#### PROMPT
Determine the number of lines in the listing below that hold the word "power". Write the number alone.
-- Opening Marker --
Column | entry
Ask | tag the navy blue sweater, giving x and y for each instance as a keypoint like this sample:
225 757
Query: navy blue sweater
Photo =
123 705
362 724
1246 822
-- Closing Marker --
-- Opening Marker --
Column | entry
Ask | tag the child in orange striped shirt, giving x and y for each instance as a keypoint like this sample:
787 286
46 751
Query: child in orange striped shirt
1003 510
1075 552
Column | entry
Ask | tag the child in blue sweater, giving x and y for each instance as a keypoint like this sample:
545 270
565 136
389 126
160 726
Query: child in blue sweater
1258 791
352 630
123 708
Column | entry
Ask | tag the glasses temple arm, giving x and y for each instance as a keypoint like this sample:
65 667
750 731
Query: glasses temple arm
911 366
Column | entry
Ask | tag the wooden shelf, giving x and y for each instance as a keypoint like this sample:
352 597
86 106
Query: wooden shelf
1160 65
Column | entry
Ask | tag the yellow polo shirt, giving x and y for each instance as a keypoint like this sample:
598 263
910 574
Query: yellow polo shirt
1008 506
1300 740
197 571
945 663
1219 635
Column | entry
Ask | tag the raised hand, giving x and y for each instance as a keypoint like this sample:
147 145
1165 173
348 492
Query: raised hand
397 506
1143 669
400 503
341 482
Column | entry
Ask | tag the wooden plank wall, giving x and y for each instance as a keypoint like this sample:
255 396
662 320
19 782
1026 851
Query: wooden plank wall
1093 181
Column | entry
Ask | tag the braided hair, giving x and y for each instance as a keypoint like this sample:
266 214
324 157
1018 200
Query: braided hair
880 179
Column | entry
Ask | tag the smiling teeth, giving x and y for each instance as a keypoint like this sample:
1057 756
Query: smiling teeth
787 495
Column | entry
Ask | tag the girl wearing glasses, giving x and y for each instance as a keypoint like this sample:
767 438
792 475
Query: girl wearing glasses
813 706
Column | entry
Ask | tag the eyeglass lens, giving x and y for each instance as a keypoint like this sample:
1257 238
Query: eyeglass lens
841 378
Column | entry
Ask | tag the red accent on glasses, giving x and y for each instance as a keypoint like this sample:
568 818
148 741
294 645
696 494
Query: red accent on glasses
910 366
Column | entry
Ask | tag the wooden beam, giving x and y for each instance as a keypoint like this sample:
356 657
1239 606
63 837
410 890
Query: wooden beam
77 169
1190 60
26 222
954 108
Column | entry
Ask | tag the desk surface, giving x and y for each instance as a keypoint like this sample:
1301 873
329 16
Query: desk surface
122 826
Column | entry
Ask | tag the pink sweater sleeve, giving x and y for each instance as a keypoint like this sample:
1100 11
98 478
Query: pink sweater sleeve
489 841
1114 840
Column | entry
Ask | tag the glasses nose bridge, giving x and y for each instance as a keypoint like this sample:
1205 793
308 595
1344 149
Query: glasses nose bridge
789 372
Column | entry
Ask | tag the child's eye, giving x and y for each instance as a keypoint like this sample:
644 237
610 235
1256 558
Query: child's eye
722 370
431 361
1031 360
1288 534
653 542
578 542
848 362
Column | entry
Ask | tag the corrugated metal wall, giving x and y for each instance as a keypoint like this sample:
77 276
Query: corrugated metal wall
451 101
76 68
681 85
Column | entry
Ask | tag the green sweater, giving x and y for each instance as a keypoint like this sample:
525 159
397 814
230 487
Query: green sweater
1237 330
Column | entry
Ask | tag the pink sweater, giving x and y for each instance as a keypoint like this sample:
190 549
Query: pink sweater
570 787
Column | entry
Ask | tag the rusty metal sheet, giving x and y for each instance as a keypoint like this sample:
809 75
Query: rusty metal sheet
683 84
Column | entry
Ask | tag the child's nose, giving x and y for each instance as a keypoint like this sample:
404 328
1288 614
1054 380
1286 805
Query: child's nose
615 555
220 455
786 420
-- Closing Marker --
-- Opening Marker --
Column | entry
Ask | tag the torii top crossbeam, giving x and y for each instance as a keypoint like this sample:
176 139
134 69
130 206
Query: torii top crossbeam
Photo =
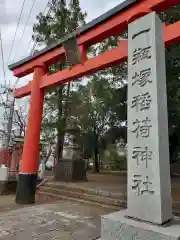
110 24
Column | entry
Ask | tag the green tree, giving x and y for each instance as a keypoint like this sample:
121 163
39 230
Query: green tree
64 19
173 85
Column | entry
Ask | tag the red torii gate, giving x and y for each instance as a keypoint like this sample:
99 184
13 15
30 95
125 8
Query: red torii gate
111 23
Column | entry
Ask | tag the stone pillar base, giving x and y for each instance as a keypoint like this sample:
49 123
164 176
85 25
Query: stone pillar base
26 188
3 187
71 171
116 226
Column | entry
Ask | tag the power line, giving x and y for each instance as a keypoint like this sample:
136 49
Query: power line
-- Closing Marker --
#### SOLUTION FOR THIS TASK
2